## Work task
Gather each line in the entries that includes the string "below".

☆ ☆ ☆ ☆ ☆ ☆ ☆

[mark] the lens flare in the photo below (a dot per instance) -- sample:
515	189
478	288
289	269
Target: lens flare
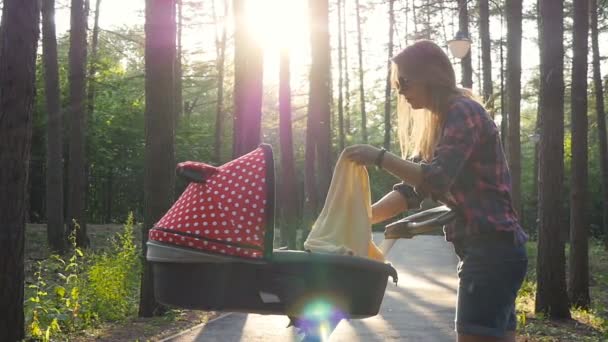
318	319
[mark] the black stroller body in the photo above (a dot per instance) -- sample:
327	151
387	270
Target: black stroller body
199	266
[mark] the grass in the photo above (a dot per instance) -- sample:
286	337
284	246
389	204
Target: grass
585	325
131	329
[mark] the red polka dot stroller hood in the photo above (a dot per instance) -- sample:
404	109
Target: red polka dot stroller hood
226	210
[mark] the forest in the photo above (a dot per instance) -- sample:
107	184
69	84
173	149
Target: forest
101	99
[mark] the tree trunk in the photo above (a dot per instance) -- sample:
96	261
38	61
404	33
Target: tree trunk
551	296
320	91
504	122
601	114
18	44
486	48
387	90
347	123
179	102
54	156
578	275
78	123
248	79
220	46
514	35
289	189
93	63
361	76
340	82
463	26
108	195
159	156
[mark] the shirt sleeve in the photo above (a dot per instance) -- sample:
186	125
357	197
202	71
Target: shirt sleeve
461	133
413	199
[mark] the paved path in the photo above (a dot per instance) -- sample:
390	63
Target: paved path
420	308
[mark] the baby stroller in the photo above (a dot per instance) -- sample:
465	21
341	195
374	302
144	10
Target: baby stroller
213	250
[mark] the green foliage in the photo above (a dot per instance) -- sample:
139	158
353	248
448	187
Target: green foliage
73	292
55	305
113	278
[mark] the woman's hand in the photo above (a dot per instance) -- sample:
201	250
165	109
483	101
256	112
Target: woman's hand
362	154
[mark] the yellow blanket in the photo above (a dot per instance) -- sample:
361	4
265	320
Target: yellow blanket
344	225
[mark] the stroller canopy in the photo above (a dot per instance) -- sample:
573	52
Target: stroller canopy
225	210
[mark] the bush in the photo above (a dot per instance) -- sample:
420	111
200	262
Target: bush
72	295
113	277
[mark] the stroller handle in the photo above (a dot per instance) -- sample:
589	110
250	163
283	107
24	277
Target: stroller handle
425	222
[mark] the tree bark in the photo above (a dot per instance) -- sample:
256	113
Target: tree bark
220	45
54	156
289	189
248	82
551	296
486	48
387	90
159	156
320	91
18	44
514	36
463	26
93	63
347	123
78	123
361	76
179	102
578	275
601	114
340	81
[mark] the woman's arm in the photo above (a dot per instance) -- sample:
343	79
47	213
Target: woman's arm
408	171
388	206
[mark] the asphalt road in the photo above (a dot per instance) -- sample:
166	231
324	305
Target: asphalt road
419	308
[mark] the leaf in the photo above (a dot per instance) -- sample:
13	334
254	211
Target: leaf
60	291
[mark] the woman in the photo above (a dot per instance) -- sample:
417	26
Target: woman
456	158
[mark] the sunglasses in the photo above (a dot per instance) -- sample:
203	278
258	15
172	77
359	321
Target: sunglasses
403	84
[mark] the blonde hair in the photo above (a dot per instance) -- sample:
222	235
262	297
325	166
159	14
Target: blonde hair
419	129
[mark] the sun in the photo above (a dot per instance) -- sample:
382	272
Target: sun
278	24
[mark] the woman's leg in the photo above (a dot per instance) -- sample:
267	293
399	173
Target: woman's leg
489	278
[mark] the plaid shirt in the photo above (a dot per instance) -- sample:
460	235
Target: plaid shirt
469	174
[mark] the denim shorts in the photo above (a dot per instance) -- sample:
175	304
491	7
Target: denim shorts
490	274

☆ ☆ ☆ ☆ ☆ ☆ ☆

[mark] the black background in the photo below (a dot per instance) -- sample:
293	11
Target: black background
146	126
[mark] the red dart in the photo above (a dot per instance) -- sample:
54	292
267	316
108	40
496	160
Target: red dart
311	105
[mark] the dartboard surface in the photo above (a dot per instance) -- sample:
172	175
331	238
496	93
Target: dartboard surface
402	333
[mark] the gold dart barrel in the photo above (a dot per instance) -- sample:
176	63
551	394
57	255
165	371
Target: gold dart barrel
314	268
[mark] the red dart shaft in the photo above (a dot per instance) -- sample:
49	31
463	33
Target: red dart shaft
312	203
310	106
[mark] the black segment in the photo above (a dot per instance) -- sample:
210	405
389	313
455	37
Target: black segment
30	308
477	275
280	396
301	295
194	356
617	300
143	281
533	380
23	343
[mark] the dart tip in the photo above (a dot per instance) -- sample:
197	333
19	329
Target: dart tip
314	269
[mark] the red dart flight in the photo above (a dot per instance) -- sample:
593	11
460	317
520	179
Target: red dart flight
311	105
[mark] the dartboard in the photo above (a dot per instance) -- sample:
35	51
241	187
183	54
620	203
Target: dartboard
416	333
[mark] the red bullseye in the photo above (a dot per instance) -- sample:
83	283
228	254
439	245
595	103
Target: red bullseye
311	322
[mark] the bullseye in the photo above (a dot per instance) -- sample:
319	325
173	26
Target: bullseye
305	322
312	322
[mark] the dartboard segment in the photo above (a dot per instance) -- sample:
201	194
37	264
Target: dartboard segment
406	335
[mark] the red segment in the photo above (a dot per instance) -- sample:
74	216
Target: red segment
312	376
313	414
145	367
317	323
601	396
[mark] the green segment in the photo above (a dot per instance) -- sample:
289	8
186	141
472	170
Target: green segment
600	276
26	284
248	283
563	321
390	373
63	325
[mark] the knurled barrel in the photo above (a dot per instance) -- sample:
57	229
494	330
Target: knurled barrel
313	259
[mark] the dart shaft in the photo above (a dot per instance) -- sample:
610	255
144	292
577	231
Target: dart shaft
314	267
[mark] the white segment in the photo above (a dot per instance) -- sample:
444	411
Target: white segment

☆ ☆ ☆ ☆ ☆ ☆ ☆

## Answer to the exercise
[mark] the lens flare in the photo below (a dot per instance) -- sample:
[mark] the black background in the photo below (a dot per instance) -- sample:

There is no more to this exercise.